Wo wir gerade bei deutscher Geschichte sind. Dominik Grafs Essayfilm über deutsche Schriftsteller im Nationalsozialismus, der im Programm der Woche der Kritik untergekommen und dort auch gut aufgehoben ist, beginnt mit einem Exkurs zum Psychiater Douglas M. Kelley, der 1945 gefangen genommene NS-Größen unter anderem mithilfe von Rorschachtests psychologisch untersuchte. Die Herangehensweise leuchtet ein, als Grafs Stimme aus dem Off erklärt, die Ergebnisse des Forschungsteams um Kelly seien bewusst nicht veröffentlicht worden, weil sie nicht die gewünschten Schlussfolgerungen zuließen. Die Täter waren keine Monster. Nur ganz normale Menschen.

Jeder schreibt für sich allein liefert ebenfalls keine befriedigenden Antworten. Wie sollte er auch? Basierend auf dem gleichnamigen Buch von Anatol Regnier folgt er dem Schriftsteller bei seiner Suche in Archiven, in Gesprächen über die Autoren, die nach Hitlers Machtergreifung in Deutschland blieben, ihre Motive, ihre Irrtümer, ihre Zwänge: Erich Kästner, Hans Fallada, Gottfried Benn, Ina Seidel… Das ist in mancherlei Hinsicht eine Zumutung. Visuell trägt der Film seine prekäre Quellenlage zur Schau; der JPG-Codec kräuselt ständig die Konturen unbeholfen auf schwarzem Grund eingeblendeter historischer Fotos. Aber die raue Machart ist ein Störfaktor im besten Sinne: Jeder schreibt für sich allein ist eine filmische und gedankliche work in progress, eine dreistündige Materialsammlung, an der man sich abarbeiten muss, die einen zwingt Ambivalenzen auszuhalten, die Liebe zu seinen literarischen Helden ebenso zu hinterfragen wie sein Urteil über Täter, Mitläufer, Menschen, die eben ihr Leben ohne das Privileg einer historischen Feldherrenperspektive zu leben versuchen. Während Dominik Grafs Essayfilmen – dazu zwingt er einen – denkt auch jeder für sich allein.

Here (BEL 2023), Regie: Bas Devos. Sektion: Encounters 2023 © Erik De Cnodder

Mein Samstagabend endet mit einem Film über Moos. In den Vorab-Empfehlungen zur Berlinale hatte ich einen japanischen Forumsfilm über Steine empfohlen – Here ist sein Geistesverwandter. Der Belgier Bas Devos bannt die Geschichte eines rumänischen Bauarbeiters aus Brüssel auf wunderschön körnigen Kodakfilm. Dessen Arbeit ist beendet und bevor er am Montag in die Heimat aufbrechen will, verbringt er die Zeit damit seinen Kühlschrank zu leeren. Aus allem übrig gebliebenen Gemüse kocht er Suppe, die er an seine Bekannten verteilt, und trifft dabei mehrfach auf eine chinesischstämmige Biologin, die an Moosen forscht. Der perfekte Vorwand, um winzige Zweigchen, halbtransparente Blättchen und Wurzeln unters Mikroskop zu legen, in schwelgerischen Detailaufnahmen tausendfach zu vergrößern. „Wie ein kompletter kleiner Wald“, bestaunt die Biologin eine Moosflechte, „aber die meisten Leute übersehen das einfach.“ Wie wahrscheinlich auch diese beiden Menschen im Alltagsgewusel einer Großstadt von den meisten Leuten übersehen würden.

Umso schöner, diese Neugier auf der großen Leinwand zu sehen. Eine außerirdisch anmutende Faszination zweier Menschen füreinander, die so groß ist, dass man schon mal vergessen kann einander nach seinem Namen zu fragen.

Deine Aufgabe: Übertrage diesen Satz aus dem Text zur Prüfung ins Englische: „Aus allem übrig gebliebenen Gemüse kocht er Suppe, die er an seine Bekannten verteilt, und trifft dabei mehrfach auf eine chinesischstämmige Biologin, die an Moosen forscht.“

Untersuchte Daten:
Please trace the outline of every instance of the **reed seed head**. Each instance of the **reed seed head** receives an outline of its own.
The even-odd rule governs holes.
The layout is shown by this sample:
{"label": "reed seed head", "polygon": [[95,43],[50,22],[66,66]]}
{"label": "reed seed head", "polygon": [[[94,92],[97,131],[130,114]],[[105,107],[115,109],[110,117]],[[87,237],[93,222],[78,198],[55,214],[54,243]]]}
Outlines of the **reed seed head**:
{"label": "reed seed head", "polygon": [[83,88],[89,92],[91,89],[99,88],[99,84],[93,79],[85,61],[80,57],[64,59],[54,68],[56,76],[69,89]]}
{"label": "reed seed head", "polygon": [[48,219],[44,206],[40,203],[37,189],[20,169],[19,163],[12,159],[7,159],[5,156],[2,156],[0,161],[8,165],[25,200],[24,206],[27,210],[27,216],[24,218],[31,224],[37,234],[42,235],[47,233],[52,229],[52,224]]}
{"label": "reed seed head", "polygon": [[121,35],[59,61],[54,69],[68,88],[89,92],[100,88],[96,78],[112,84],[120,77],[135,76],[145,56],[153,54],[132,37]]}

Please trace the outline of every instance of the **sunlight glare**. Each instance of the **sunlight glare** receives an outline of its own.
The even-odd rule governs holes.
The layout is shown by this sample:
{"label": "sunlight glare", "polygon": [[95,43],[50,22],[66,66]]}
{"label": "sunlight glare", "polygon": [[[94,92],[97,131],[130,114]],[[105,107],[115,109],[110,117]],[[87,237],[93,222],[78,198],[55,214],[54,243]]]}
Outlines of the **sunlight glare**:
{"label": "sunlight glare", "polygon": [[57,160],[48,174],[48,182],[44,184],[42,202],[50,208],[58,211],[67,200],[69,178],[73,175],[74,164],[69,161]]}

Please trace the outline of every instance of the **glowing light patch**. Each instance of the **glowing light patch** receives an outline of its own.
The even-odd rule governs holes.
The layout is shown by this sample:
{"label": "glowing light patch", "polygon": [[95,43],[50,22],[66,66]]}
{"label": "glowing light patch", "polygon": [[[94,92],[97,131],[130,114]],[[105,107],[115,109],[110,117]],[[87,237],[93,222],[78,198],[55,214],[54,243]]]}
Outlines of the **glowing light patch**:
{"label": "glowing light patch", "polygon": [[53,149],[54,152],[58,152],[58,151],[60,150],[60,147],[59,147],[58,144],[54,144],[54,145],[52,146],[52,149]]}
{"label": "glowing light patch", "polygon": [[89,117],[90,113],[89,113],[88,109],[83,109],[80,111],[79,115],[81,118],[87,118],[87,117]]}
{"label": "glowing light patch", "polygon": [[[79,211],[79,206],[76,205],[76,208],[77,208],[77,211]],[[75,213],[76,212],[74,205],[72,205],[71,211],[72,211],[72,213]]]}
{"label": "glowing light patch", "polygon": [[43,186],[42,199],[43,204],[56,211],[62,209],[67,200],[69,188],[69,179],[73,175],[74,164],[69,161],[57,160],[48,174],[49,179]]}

Ergebnis: From all the leftover vegetables he cooks soup, which he hands out to his acquaintances, and in the process he repeatedly runs into a biologist of Chinese descent who does research on mosses.